EXERCISE BRIEF. Copy the lines below word for word, leaving out the pictures.

[Data listing]
****
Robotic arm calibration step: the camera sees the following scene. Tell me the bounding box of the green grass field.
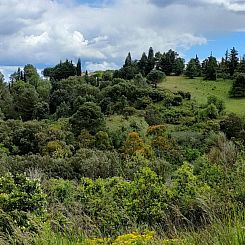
[159,76,245,115]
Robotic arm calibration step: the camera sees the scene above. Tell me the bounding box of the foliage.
[229,74,245,98]
[70,102,104,135]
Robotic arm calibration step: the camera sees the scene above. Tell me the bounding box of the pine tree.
[77,58,82,76]
[195,55,202,77]
[185,59,197,78]
[123,52,132,67]
[145,47,155,75]
[202,54,218,80]
[229,47,239,77]
[138,52,148,76]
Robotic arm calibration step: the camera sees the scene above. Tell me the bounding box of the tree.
[76,58,82,76]
[145,47,155,75]
[185,59,198,78]
[24,64,40,88]
[173,57,185,76]
[123,52,132,67]
[230,73,245,97]
[69,102,105,135]
[138,52,148,76]
[0,72,4,83]
[229,47,239,77]
[10,81,39,121]
[238,55,245,73]
[146,70,166,88]
[195,55,202,77]
[202,55,218,80]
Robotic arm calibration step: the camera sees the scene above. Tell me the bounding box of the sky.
[0,0,245,80]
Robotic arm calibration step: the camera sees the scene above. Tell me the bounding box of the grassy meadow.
[159,76,245,115]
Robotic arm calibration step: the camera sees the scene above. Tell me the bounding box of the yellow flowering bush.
[86,231,185,245]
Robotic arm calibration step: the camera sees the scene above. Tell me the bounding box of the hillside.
[159,76,245,115]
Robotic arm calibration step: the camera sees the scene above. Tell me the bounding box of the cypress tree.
[76,58,82,76]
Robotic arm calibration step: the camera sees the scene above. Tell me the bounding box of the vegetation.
[0,48,245,245]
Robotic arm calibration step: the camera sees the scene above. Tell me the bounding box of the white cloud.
[0,0,245,69]
[85,61,119,71]
[0,66,23,81]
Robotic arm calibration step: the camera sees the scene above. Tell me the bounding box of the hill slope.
[159,76,245,115]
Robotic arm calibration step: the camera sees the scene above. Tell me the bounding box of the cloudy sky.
[0,0,245,77]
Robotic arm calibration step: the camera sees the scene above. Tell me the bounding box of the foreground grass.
[159,76,245,115]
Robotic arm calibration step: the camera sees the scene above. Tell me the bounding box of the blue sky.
[0,0,245,78]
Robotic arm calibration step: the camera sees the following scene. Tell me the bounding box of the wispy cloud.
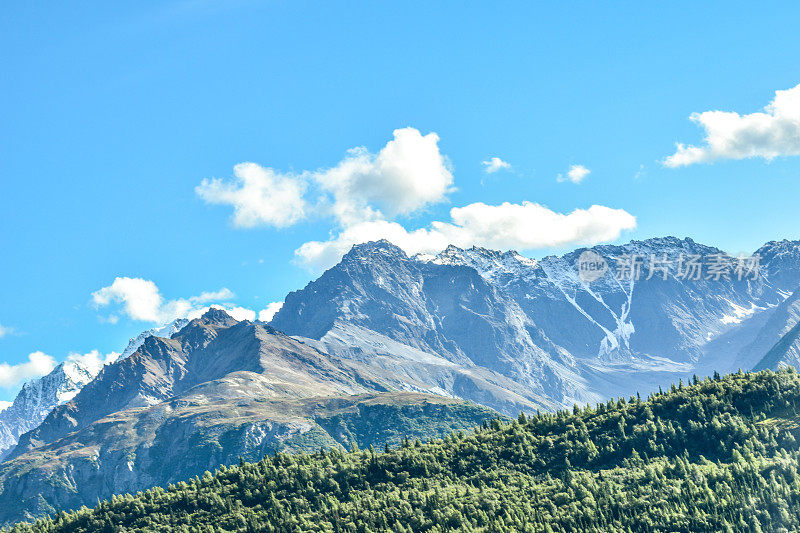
[92,277,239,323]
[0,352,56,389]
[481,157,511,174]
[556,165,592,184]
[196,128,636,270]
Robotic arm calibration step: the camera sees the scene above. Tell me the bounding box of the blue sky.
[0,1,800,400]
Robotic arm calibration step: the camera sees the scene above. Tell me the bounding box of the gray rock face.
[9,309,376,458]
[0,362,95,459]
[271,237,800,407]
[271,241,593,412]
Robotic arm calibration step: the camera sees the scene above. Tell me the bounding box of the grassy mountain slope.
[0,388,498,523]
[13,369,800,533]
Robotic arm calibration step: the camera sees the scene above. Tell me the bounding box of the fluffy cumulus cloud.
[197,128,636,270]
[664,85,800,167]
[557,165,592,183]
[258,302,283,322]
[92,277,239,324]
[67,350,120,374]
[0,352,56,388]
[295,202,636,270]
[195,163,307,228]
[481,157,511,174]
[195,128,453,228]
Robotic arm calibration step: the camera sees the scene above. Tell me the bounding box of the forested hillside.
[13,369,800,533]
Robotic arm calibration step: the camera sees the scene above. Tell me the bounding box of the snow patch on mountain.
[119,318,189,359]
[0,361,98,458]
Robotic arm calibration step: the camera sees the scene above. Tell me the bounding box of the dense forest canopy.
[10,369,800,533]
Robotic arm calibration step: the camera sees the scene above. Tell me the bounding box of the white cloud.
[189,287,236,303]
[195,163,307,228]
[312,128,453,224]
[295,202,636,270]
[664,85,800,167]
[195,128,453,228]
[556,165,592,183]
[481,157,511,174]
[0,352,56,388]
[258,302,283,322]
[67,350,120,374]
[92,277,238,324]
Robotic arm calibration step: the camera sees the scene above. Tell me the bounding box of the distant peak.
[345,239,407,258]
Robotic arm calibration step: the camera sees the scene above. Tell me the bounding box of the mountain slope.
[0,309,497,522]
[0,386,497,524]
[271,237,800,414]
[0,361,99,459]
[10,309,380,457]
[12,371,800,533]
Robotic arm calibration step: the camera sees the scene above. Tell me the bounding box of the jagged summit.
[199,306,236,326]
[0,361,100,458]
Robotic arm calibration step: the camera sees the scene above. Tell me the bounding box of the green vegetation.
[12,369,800,533]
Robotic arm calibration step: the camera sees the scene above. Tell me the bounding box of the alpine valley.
[0,237,800,524]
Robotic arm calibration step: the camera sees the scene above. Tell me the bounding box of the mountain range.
[0,237,800,523]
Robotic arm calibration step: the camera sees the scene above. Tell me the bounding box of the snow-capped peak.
[422,244,538,281]
[119,318,189,359]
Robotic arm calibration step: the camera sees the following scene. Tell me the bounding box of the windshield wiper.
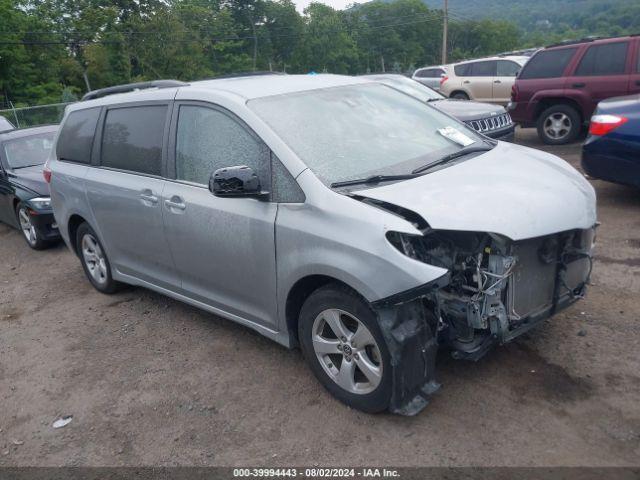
[331,172,420,188]
[411,146,493,175]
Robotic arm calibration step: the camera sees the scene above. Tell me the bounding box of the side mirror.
[209,165,269,197]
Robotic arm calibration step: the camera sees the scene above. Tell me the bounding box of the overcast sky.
[293,0,352,13]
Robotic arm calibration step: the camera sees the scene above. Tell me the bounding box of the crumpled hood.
[13,165,49,197]
[353,142,596,240]
[429,98,507,121]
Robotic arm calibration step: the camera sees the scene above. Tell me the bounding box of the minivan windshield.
[4,132,55,170]
[248,83,482,185]
[367,75,445,102]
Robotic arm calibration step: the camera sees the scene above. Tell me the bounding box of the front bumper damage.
[371,275,449,416]
[372,227,595,415]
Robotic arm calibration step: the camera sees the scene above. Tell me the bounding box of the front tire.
[536,104,581,145]
[16,202,49,250]
[76,223,120,294]
[298,284,392,413]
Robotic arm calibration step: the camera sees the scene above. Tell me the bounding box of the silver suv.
[47,75,596,414]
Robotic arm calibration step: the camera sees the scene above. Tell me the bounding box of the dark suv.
[508,35,640,145]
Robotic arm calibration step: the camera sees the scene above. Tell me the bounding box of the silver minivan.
[46,75,596,415]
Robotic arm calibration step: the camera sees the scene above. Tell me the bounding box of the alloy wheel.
[312,309,382,395]
[18,207,38,246]
[544,112,572,140]
[82,233,108,285]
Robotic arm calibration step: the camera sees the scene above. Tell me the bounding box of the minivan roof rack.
[544,33,640,48]
[82,80,189,100]
[207,70,286,80]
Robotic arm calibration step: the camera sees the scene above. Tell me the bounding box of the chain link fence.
[0,102,74,128]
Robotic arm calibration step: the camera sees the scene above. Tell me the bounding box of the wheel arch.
[534,96,585,122]
[285,274,368,347]
[67,213,88,255]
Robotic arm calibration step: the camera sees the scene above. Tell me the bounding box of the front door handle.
[140,188,158,205]
[164,195,187,210]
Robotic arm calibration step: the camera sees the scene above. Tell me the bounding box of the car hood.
[12,165,49,197]
[353,142,596,240]
[429,99,507,121]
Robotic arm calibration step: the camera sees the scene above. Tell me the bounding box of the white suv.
[440,56,529,105]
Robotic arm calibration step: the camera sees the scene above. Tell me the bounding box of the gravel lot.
[0,130,640,466]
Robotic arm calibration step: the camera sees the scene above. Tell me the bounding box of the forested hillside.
[424,0,640,35]
[0,0,640,108]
****
WORKED SOLUTION.
Robotic arm calibration step: the camera sees the following scene. Tell me the bounding box of the green grass field.
[159,76,245,115]
Robotic arm calibration step: the camera sees the scene above. Tell me the bounding box of the foliage.
[229,74,245,98]
[70,102,104,135]
Robotic arm calibration step: the camera sees the scene above. Tell me the bounding box of the pine tree.
[77,58,82,76]
[195,55,202,77]
[185,59,197,78]
[123,52,132,67]
[145,47,155,75]
[202,54,218,80]
[229,47,239,77]
[138,52,148,76]
Robotic arm calibration step: the camera sees the scene above. Tell me the bounding box of the tree.
[76,58,82,76]
[145,47,155,75]
[185,59,198,78]
[24,64,40,88]
[173,57,185,76]
[123,52,132,67]
[230,73,245,97]
[69,102,105,135]
[138,52,148,76]
[0,72,4,83]
[229,47,239,77]
[10,81,39,121]
[238,55,245,73]
[146,70,166,88]
[195,55,202,77]
[202,55,218,80]
Robotic arm calibration step: the camera sees the scene above. Tell me the bounding box of the sky.
[0,0,245,80]
Robotic arm calibration step: the camera sees the scene above. Tell me the bounding box of the grassy meadow.
[159,76,245,115]
Robotic arm calibration step: the camera sees the scene above. Tell me the bounding box of the yellow flowering bush.
[86,231,185,245]
Robotic arm calibration step: the camera sees the scene above. Tell me the bounding box of the hillside.
[159,76,245,115]
Robotic arm calibration step: the camera sees the scene above. Tell me the bounding box of the cypress tree.
[76,58,82,76]
Robotic arm calibration step: the camera sees the scene above. Tell me the bounding box of the vegetation.
[0,48,245,245]
Robotic arm calibration step: the camera sees the scene above. Tell me the bounding box of the white cloud.
[0,0,245,69]
[85,61,119,71]
[0,66,23,81]
Robotic arm calibration step: the camera sees the scene above. Tell me the bounding box of the hill slope.
[159,76,245,115]
Robotic arm calibration step: the camera sees the scene above. Tell me the bounding box of the cloudy sky.
[0,0,245,77]
Robotic arm calibration step: the camera sees the scene above. Tell me the bounding box of the foreground grass.
[159,76,245,115]
Robotic arm calibration step: the camera sees the scene above. Tell me the bounding box of the blue sky.
[0,0,245,78]
Robotic arm calibration step: the camera sees the following scene. Tell me the bounding box of the wispy cloud.
[92,277,239,323]
[0,352,56,389]
[481,157,511,174]
[556,165,592,184]
[196,128,636,270]
Robotic arm calibration step: the camera sees the scene above. Tell me the bounding box of the blue sky.
[0,1,800,400]
Robotic arm calibration step: the camera sees the scene above. Tell me the bounding box of the gray rock face.
[9,309,376,458]
[0,362,95,459]
[271,237,800,407]
[271,241,593,412]
Robotic arm calibration step: the camera sees the scene above. Tell me the bounding box of the grassy mountain slope.
[0,388,498,523]
[13,369,800,533]
Robotic arm calibration step: the camera sees the scene above. Tell me the bounding box of the fluffy cumulus cloud.
[197,128,636,270]
[664,85,800,167]
[557,165,592,183]
[258,302,283,322]
[92,277,239,324]
[67,350,120,374]
[0,352,56,388]
[295,202,636,270]
[195,163,307,228]
[481,157,511,174]
[195,128,453,228]
Robotic arm calibration step: the camera sees the scene above. Tell me the bounding box of the forested hillside.
[13,369,800,533]
Robotic arm calibration step: the camera sees the scene above. Tell me the bounding box of the snow patch on mountain.
[119,318,189,359]
[0,361,98,458]
Robotic arm calibration step: the camera sees the scene above. Tell me the bounding box of the dense forest canopy.
[10,369,800,533]
Robotic arm calibration step: the camera sees the scene above. Tell me the bounding box of the white cloud.
[189,287,236,303]
[195,163,307,228]
[312,128,453,224]
[295,202,636,270]
[664,85,800,167]
[195,128,453,228]
[556,165,592,183]
[481,157,511,174]
[0,352,56,388]
[258,302,283,322]
[67,350,120,374]
[92,277,238,324]
Robotic arm calibration step: the camera sees the scene above. Tell me the bounding box of the distant peak.
[345,239,407,258]
Robotic arm calibration step: the camera sees the scene above. Tell me the bounding box of the mountain slope.
[0,309,497,522]
[0,386,497,524]
[271,237,800,414]
[0,361,99,459]
[10,309,380,457]
[12,371,800,533]
Robotic arm calibration step: the camera sees the scene above. Tell me the bounding box of the jagged summit.
[199,306,236,326]
[0,361,100,458]
Robotic arm calibration step: the camera sees the scene above. Tell me the bounding box of the green vegetation.
[12,369,800,533]
Robotic arm calibration step: the camera sees the scene above. Tell me the bounding box of the alpine valley.
[0,237,800,524]
Robotic arm calibration step: the camera sees the scene above. Tell me the bounding box of the mountain range.
[0,237,800,523]
Robotic arm calibration step: the camera sees the scene above. Tell me the bounding box of the snow-capped peak.
[422,244,538,281]
[119,318,189,359]
Robotic arm calibration step: the camera sees the following scene. Tell me the bounding box of the windshield wiper.
[331,172,420,188]
[411,146,493,175]
Robotic arm calibration step: the camera sees the scene above. Tell me the bounding box of the side mirror.
[209,165,269,197]
Robotic arm calibration step: the camera sees the scene above. Tell me the bounding box of the overcast sky.
[293,0,352,13]
Robotic arm calibration step: the camera sees the scene above. Tell me the bounding box of the crumpled hood.
[13,165,49,197]
[353,142,596,240]
[429,98,507,121]
Robotic arm calibration step: the camera sees the scene above. Tell me the bounding box of the minivan windshield.
[4,132,55,170]
[248,83,482,185]
[367,75,445,102]
Robotic arm calibration step: the camera sees the scene above. Tell me the bounding box of the front bumper damage.
[371,275,449,416]
[372,227,595,415]
Robotic arm calibration step: the camera sees the scene above. Tell me the bounding box of the front tire.
[536,104,581,145]
[16,202,49,250]
[76,223,120,294]
[298,284,392,413]
Robotic arm calibration step: the camera sees the scene above. Tell me the bounding box of the silver suv.
[47,75,596,414]
Robotic arm calibration step: the camera sees the scene above. Tell me the bounding box of the dark suv.
[508,35,640,145]
Robotic arm calibration step: the camera sees the scene above. Tell me the bounding box of the silver minivan.
[46,75,596,415]
Robotic arm calibration step: the camera sees the scene above. Tell me the bounding box of the alloy wheel.
[312,309,382,395]
[18,207,38,246]
[544,112,572,140]
[82,233,108,285]
Robotic arm calibration step: the camera sees the scene above. Tell me the bounding box of the minivan roof rack.
[544,33,640,48]
[82,80,189,100]
[207,70,286,80]
Robotic arm calibration step: the camera sees the scene above. Tell me the bounding box of the chain link fence.
[0,102,74,128]
Robotic arm calibration step: the camera sees the scene above. Tell me the bounding box of the wheel arch.
[534,96,585,122]
[285,274,368,347]
[67,213,88,255]
Robotic arm calibration step: the camera sees the scene above. Tell me the bounding box of the front door handle.
[140,188,158,205]
[164,195,187,210]
Robotic arm calibration step: the camera sees the scene above. Tell me the bounding box of the car hood.
[12,165,49,197]
[353,142,596,240]
[429,99,507,121]
Robotic arm calibration step: the camera sees the scene above. Tell me the bounding box of the white suv.
[440,56,529,105]
Robotic arm calibration step: the camera sees the scene above. Tell me the bounding box of the gravel lot.
[0,130,640,466]
Robotic arm calibration step: the camera sees the scene above. Tell me the bounding box of the forested hillside.
[424,0,640,35]
[0,0,640,108]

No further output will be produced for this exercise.